◆ Testo di riferimento ◆
==========

Esercito Zapatista di Liberazione Nazionale

1° luglio 1997

A: chi corrisponde.

In qualche luogo della Repubblica Messicana.

Saluti:

Abbiamo ricevuto le vostre lettere e i saluti e le domande che vi sono scritte. Ringrazio, a nome di tutti i miei compagni e le mie compagne dell'EZLN, per tutte le amabili parole che ci dedicate e vi ringraziamo dell'onore che ci concedete di far un posto per noi nei vostri cuori. Ci sorprende che, in mezzo a tutta la frenesia elettorale che vi circonda, abbiate avuto tempo e vi siate presi il disturbo di pensare agli indigeni ribelli che, nel sudest messicano, continuano a resistere con dignità nella guerra che abbiamo iniziato da quasi 1.300 giorni contro l'oblio e per la democrazia, la libertà e la giustizia.

Sappiamo già che qualcuno dice che "non siamo più di moda". La vergogna e la dignità sembrano condannate ad essere "fuori di moda" da molto tempo. Però vedete pure che ci sono persone, come voi, che ricordano ancora quello che è successo e che succede qui. La memoria è un'ombra persistente (come noi) che molti tentano di ignorare.

Però, oltre a salutarvi tutti, vogliamo approfittare di quest'occasione per cercare di rispondere alle domande che ci inviate. Cercheremo di non dilungarci molto. Bene:

I.- I suoni del silenzio

Diceva il Vecchio Antonio che i vecchi fra i più vecchi degli dei insegnarono agli uomini a leggere il cielo e il suolo. In questi due grandi fogli del quaderno del mondo (ha detto il vecchio Antonio che dissero gli dei più grandi, quelli che diedero vita al mondo), gli uomini e le donne autentiche possono leggere l'orientamento affinché il loro cuore cammini. Quando il cielo tace, quando il sole e la luna regnano in silenzio, e quando il suolo nasconde nella sua asprezza il suo chefare interno, gli uomini e le donne di mais mettono da parte la parola e lavorano pensando. Quando il tetto della terra grida con nubi, piogge e vento, quando luna e sole appaiono solo ogni tanto, e quando la terra si apre col verde e la vita, gli uomini e le donne autentiche danno di nuovo vita alla parola fra le montagne che sono la loro casa ed il loro cammino.

==========

◆ Dati ◆
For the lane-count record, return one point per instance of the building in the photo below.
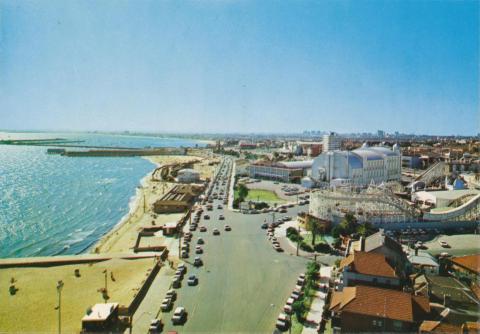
(291, 171)
(380, 243)
(101, 318)
(368, 269)
(466, 268)
(359, 167)
(179, 199)
(423, 262)
(188, 176)
(370, 309)
(331, 142)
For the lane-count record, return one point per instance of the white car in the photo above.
(179, 315)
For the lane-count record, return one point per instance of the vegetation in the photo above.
(349, 226)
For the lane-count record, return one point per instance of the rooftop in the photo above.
(470, 262)
(384, 303)
(369, 264)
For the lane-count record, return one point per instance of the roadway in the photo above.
(244, 282)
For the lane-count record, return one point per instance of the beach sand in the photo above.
(123, 237)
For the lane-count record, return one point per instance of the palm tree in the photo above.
(312, 225)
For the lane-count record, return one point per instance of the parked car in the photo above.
(166, 305)
(179, 316)
(171, 294)
(192, 280)
(156, 326)
(197, 262)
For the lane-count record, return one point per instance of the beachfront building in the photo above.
(371, 309)
(331, 142)
(188, 175)
(179, 199)
(286, 171)
(358, 167)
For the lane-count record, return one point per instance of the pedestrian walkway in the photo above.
(314, 316)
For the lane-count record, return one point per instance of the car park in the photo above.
(179, 315)
(192, 280)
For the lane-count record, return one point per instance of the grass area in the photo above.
(263, 196)
(32, 308)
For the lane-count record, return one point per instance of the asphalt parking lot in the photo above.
(243, 283)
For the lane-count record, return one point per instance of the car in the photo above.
(277, 248)
(176, 283)
(166, 304)
(179, 315)
(156, 326)
(192, 280)
(171, 294)
(197, 262)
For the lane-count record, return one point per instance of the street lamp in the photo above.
(59, 292)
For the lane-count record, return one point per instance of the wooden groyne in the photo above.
(113, 152)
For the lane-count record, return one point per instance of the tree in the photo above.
(242, 191)
(312, 225)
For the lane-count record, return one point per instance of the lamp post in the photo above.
(59, 292)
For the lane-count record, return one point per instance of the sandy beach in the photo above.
(122, 238)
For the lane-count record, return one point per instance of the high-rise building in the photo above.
(331, 142)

==========

◆ Obiettivo ◆
Ricopia dalla lettera dell'EZLN il tratto che va da "A: chi corrisponde." fino a "e la giustizia.". I dati non hanno alcun legame con la lettera dell'EZLN.

◆ In risposta ◆
A: chi corrisponde.

In qualche luogo della Repubblica Messicana.

Saluti:

Abbiamo ricevuto le vostre lettere e i saluti e le domande che vi sono scritte. Ringrazio, a nome di tutti i miei compagni e le mie compagne dell'EZLN, per tutte le amabili parole che ci dedicate e vi ringraziamo dell'onore che ci concedete di far un posto per noi nei vostri cuori. Ci sorprende che, in mezzo a tutta la frenesia elettorale che vi circonda, abbiate avuto tempo e vi siate presi il disturbo di pensare agli indigeni ribelli che, nel sudest messicano, continuano a resistere con dignità nella guerra che abbiamo iniziato da quasi 1.300 giorni contro l'oblio e per la democrazia, la libertà e la giustizia.